Data extracted from a collection:

--- START ---

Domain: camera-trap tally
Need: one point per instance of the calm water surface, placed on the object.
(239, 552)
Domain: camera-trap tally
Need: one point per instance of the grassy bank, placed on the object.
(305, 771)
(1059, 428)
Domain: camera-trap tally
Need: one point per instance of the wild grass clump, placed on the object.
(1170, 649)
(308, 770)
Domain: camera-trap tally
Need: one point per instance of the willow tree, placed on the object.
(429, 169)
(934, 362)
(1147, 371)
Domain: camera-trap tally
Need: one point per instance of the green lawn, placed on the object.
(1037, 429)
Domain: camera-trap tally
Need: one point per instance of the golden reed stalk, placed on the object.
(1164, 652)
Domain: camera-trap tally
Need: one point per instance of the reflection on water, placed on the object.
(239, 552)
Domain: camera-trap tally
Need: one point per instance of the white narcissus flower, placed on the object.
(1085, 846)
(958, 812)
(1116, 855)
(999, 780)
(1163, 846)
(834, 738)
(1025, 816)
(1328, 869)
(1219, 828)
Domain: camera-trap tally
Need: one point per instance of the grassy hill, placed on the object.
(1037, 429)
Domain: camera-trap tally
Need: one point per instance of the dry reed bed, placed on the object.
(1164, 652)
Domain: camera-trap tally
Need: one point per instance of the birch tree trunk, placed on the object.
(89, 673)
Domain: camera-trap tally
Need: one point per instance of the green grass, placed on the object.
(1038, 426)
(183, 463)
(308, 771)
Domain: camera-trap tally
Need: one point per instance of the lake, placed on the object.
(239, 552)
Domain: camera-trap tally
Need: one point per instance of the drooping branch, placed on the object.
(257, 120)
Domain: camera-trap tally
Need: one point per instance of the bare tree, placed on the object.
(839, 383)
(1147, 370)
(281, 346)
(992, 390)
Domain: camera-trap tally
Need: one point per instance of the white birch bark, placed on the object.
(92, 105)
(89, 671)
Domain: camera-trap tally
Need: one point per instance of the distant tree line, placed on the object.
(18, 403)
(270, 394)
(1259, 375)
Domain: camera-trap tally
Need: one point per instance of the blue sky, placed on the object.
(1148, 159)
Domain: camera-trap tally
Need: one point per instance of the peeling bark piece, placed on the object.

--- END ---

[WHAT IS BEING ASKED]
Repeat each line of the data exactly as it appears above.

[ANSWER AREA]
Domain: camera-trap tally
Need: one point per instance of the calm water surface, placed on the object.
(239, 552)
Domain: camera-trap tally
Need: one point per instance of the grassy bank, placed on the object.
(305, 771)
(1059, 428)
Domain: camera-trap tally
Need: one point per instance of the wild grass clump, placed on the object.
(1170, 649)
(308, 770)
Domain: camera-trap tally
Need: one point per instance of the willow tree, placed on the object.
(429, 169)
(934, 362)
(1147, 371)
Domain: camera-trap tally
Need: one point per instance of the green lawn, placed on the object.
(1037, 429)
Domain: camera-trap tally
Need: one point per instance of the golden reed stalk, placed on the object.
(1164, 652)
Domain: camera-trap tally
Need: one point per instance of the reflection on water, placed on the object.
(239, 552)
Domain: camera-trap tally
Need: one point per instance of the white narcissus flower, placed on the object.
(1085, 846)
(958, 812)
(1116, 855)
(999, 780)
(1163, 846)
(834, 738)
(1025, 816)
(1328, 869)
(1219, 828)
Domain: camera-trap tally
Need: one point per instance of the grassy hill, placed on the object.
(1037, 429)
Domain: camera-trap tally
Need: one point per instance of the dry reed bed, placed on the object.
(1164, 652)
Domain: camera-trap tally
Need: one point per instance of the birch tree trunk, placed on the object.
(89, 673)
Domain: camera-trap tally
Need: one point per instance of the green grass, placed on the object.
(1038, 426)
(183, 463)
(308, 771)
Domain: camera-trap tally
Need: one point per instance of the lake, placed on the object.
(239, 552)
Domain: camera-trap tally
Need: one point per instance of the drooping branch, placed on the object.
(257, 120)
Domain: camera-trap tally
Need: one point per instance of the bare tree, placed on the object.
(839, 383)
(1147, 370)
(281, 346)
(992, 390)
Domain: camera-trap tally
Need: one point per instance of the white birch bark, placed on the object.
(92, 105)
(89, 671)
Domain: camera-trap tally
Need: one point per instance of the distant tree line, placed on the object.
(18, 403)
(270, 394)
(1259, 375)
Domain: camera-trap tally
Need: one point per instance of the blue sky, placed on the object.
(1148, 159)
Domain: camera-trap tally
Need: one point per instance of the peeling bark piece, placed on the object.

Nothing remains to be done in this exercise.